WHAT TO PRODUCE: Reproduce the listing below, swapping every occurrence of "Outline every instance" for "Trace a polygon around each instance" and leaving everything else unchanged.

--- start STORED RECORDS ---

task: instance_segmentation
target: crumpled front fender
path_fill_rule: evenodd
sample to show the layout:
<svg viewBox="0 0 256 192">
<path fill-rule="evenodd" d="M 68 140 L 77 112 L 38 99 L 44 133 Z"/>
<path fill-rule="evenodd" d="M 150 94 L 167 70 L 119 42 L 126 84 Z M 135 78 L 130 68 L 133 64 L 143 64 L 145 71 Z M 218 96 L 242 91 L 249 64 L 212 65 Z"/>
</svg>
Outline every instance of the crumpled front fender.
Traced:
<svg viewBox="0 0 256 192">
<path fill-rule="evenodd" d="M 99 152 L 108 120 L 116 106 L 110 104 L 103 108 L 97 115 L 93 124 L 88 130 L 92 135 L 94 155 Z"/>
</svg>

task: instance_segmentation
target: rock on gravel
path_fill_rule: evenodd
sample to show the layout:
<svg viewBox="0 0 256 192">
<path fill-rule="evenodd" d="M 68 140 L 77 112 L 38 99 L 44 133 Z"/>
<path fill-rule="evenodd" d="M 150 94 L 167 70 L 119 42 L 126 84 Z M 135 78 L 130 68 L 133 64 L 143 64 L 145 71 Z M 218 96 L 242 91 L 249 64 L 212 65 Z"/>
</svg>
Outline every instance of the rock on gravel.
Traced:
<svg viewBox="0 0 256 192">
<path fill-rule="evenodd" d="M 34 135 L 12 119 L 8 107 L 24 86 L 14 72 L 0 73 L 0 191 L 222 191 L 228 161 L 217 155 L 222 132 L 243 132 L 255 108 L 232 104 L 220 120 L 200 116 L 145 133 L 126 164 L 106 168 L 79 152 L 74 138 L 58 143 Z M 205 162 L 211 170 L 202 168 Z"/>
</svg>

--- end STORED RECORDS ---

TASK SOLUTION:
task: instance_segmentation
target: crumpled front fender
path_fill_rule: evenodd
sample to show the layout:
<svg viewBox="0 0 256 192">
<path fill-rule="evenodd" d="M 68 140 L 77 112 L 38 99 L 44 133 Z"/>
<path fill-rule="evenodd" d="M 150 94 L 167 70 L 119 42 L 126 84 Z M 135 78 L 130 68 L 133 64 L 143 64 L 145 71 Z M 218 96 L 242 91 L 249 64 L 212 65 Z"/>
</svg>
Trace a polygon around each instance of the crumpled front fender.
Traced:
<svg viewBox="0 0 256 192">
<path fill-rule="evenodd" d="M 99 152 L 108 120 L 116 106 L 110 104 L 103 108 L 97 115 L 93 124 L 88 130 L 92 135 L 94 155 Z"/>
</svg>

task: instance_segmentation
target: rock on gravel
path_fill_rule: evenodd
sample to show the layout:
<svg viewBox="0 0 256 192">
<path fill-rule="evenodd" d="M 68 140 L 77 112 L 38 99 L 44 133 Z"/>
<path fill-rule="evenodd" d="M 150 94 L 167 70 L 119 42 L 126 84 Z M 135 78 L 130 68 L 133 64 L 143 64 L 145 71 Z M 218 96 L 242 91 L 249 64 L 212 65 Z"/>
</svg>
Trace a polygon around each instance of the rock on gravel.
Traced:
<svg viewBox="0 0 256 192">
<path fill-rule="evenodd" d="M 34 135 L 12 119 L 8 107 L 24 86 L 14 72 L 0 73 L 0 191 L 222 191 L 228 161 L 217 155 L 222 132 L 243 132 L 255 108 L 232 104 L 220 120 L 200 116 L 145 133 L 126 164 L 106 168 L 79 152 L 74 138 L 58 143 Z M 205 162 L 211 170 L 202 168 Z"/>
</svg>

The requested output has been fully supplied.